Den historischen Kontext der Erzählung bilden einerseits die Bedrohung durch die Philister (die Bezeichnung „Palästina“ geht auf sie zurück) und andererseits die Auseinandersetzung um die Errichtung einer Monarchie. Zu Beginn des 12. Jahrhunderts v. Chr. waren die Philister im Zuge einer größeren Völkerwanderung in der Region an die Mittelmeerküste abgedrängt worden. Ein weiteres Vordringen nach Süden verhinderte das ägyptische Pharaonenreich. Die Philister waren dem entstehenden Israel weit überlegen und stellten eine ernsthafte Bedrohung für es dar. Umgekehrt waren die erstarkenden Stämme Israels wohl für die Philister ein willkommener Puffer gegen Norden.

_Arbeitsauftrag_: Schreibe den Textauszug über die Philister und die Entstehung der Monarchie in Israel im Anschluss an seinen letzten Satz weiter. Die Datensätze sind eigenständiges Material und gehören nicht zum Textauszug.

_Datensätze_:
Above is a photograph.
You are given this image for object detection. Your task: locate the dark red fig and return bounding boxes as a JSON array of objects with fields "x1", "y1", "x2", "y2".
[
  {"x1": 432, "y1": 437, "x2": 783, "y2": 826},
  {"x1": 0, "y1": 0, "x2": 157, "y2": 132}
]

_Antwort zur Aufgabe_:
Die beiden Samuelbücher reflektieren zum großen Teil Israels Transformationsprozess von einem Stammesbund zu einer von einem König zentral regierten Nation. Während für zahlreiche Völker des alten Orients die Monarchie eine selbstverständliche Gegebenheit war, bedeutete sie für die israelischen Stämme einen radikalen Bruch der Sozialstruktur, auf deren Grundlage sich der Jahweglaube entwickelt hatte. Die Einführung der Monarchie war deshalb heftig umstritten, und beide Tendenzen haben in den deuteronomistischen Geschichtsbüchern deutliche Spuren hinterlassen. So ist etwa die einzige im Alten Testament enthaltene Fabel (die „Jotamfabel“ im Buch der Richter, 9. Kapitel) der scharfen Polemik gegen die Monarchie gewidmet – es ist wohl ein einzigartiges herrschaftskritisches Dokument des Altertums. Andererseits enden viele Schilderungen von Gräueltaten, Gewalt, Rechtsbeugung und Korruption mit dem tendenziösen Kommentar, dass es damals noch keinen König in Israel gegeben habe. Ausschlaggebend dafür, dass sich die Monarchie letztlich durchsetzen konnte, waren neben der äußeren militärischen Bedrohung sicher auch innergesellschaftliche Gründe.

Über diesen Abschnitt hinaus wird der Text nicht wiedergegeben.